• **Description of the task**:
Repeat exactly the lines from the line containing "like (489, 99)." to the last line of the listing, including both.

• **Dataset entries**:
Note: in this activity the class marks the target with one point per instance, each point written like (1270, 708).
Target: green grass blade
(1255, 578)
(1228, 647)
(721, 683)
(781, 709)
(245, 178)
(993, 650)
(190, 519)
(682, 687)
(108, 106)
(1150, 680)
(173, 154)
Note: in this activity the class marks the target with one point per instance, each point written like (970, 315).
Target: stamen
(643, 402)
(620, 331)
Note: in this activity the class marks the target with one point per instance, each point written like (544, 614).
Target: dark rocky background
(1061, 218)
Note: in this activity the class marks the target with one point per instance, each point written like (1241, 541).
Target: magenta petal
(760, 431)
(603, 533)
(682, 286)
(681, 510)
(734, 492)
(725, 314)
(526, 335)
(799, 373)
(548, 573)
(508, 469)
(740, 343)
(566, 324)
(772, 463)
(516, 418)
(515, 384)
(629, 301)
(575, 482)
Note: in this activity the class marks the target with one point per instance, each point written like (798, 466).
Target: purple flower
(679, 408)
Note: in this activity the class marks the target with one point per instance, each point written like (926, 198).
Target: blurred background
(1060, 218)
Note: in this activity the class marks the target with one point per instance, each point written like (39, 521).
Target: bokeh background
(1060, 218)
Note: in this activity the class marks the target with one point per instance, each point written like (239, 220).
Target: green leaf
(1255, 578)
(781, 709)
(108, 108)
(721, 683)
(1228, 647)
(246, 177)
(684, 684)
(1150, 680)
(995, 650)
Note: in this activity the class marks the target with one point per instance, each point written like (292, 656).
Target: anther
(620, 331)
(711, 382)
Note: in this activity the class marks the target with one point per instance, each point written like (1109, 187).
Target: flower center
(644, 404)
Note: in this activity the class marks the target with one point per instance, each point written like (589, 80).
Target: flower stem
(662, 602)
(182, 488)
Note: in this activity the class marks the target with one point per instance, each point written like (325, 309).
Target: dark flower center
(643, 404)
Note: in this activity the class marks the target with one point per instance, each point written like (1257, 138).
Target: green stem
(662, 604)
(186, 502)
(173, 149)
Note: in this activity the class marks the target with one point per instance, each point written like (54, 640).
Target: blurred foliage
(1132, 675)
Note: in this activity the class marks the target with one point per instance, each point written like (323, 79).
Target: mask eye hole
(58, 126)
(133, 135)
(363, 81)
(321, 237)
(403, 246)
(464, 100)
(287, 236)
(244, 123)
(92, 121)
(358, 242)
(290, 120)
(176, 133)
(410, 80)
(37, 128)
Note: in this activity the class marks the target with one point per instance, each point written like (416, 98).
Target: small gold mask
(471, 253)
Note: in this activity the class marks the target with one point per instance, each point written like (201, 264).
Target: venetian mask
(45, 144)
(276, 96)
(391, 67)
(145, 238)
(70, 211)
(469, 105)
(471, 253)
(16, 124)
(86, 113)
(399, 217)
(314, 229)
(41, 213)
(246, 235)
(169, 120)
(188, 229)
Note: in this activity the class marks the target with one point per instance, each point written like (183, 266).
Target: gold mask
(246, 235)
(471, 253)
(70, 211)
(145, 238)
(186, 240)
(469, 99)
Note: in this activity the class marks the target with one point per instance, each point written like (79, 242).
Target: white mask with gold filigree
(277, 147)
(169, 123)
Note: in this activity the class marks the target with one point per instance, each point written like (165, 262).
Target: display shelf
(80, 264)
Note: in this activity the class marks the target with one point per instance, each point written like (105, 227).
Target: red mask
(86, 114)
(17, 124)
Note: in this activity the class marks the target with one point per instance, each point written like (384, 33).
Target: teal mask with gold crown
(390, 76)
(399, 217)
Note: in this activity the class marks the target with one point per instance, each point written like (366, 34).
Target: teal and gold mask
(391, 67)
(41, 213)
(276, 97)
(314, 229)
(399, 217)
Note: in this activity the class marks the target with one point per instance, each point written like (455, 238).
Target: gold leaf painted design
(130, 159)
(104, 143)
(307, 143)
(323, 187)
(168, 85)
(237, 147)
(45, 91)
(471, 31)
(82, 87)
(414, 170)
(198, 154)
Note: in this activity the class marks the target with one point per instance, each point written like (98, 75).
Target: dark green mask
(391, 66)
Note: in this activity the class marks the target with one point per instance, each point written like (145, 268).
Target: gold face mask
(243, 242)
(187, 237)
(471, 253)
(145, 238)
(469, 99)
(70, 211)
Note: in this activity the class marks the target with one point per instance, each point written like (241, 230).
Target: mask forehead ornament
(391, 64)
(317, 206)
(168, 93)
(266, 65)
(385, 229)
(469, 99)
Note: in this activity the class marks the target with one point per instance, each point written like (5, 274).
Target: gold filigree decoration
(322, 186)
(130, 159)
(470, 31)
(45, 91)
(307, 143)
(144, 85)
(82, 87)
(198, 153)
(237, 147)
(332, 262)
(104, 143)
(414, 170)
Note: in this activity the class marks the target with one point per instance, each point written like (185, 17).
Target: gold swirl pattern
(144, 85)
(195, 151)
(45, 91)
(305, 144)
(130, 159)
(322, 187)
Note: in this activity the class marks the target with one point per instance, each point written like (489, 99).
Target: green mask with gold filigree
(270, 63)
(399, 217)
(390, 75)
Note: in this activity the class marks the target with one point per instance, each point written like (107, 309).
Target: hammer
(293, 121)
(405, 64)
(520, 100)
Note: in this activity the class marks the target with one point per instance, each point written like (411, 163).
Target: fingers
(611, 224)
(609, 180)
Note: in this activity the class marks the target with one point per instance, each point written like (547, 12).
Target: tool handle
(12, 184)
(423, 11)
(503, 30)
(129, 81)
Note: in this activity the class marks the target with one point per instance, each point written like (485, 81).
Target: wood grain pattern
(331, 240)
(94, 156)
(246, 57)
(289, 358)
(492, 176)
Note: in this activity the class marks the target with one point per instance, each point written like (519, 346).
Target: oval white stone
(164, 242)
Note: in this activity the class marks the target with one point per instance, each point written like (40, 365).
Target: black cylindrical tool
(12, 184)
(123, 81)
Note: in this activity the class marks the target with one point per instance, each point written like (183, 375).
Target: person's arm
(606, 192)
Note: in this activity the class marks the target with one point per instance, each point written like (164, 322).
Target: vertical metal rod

• **Solution to the problem**:
Note: in this activity the class marks the target with one point per instance, each point written like (489, 99).
Target: green mask with gold filigree
(270, 63)
(399, 217)
(390, 75)
Note: in this activity the class marks the target with one point per instance, each point written like (107, 309).
Target: hammer
(293, 121)
(405, 64)
(520, 100)
Note: in this activity the class marks the target with one point per instance, each point written like (411, 163).
Target: fingers
(611, 224)
(609, 180)
Note: in this activity the class marks the target with one point per instance, each point written like (547, 12).
Target: tool handle
(12, 184)
(423, 11)
(503, 30)
(129, 81)
Note: in this activity the class marks the target with one point per instance, each point written like (485, 81).
Target: wood grain pattern
(331, 240)
(94, 156)
(246, 57)
(289, 358)
(492, 176)
Note: in this activity the class marks the target with one point per instance, each point written like (519, 346).
Target: oval white stone
(164, 242)
Note: in this activity the class marks the target with one point per instance, each point written like (40, 365).
Target: black cylindrical tool
(12, 184)
(123, 81)
Note: in this activity the class marks the target with one point per instance, each point written like (183, 375).
Target: person's arm
(606, 192)
Note: in this activity the class marks the target with one point per instance, each point written like (164, 322).
Target: vertical metal rod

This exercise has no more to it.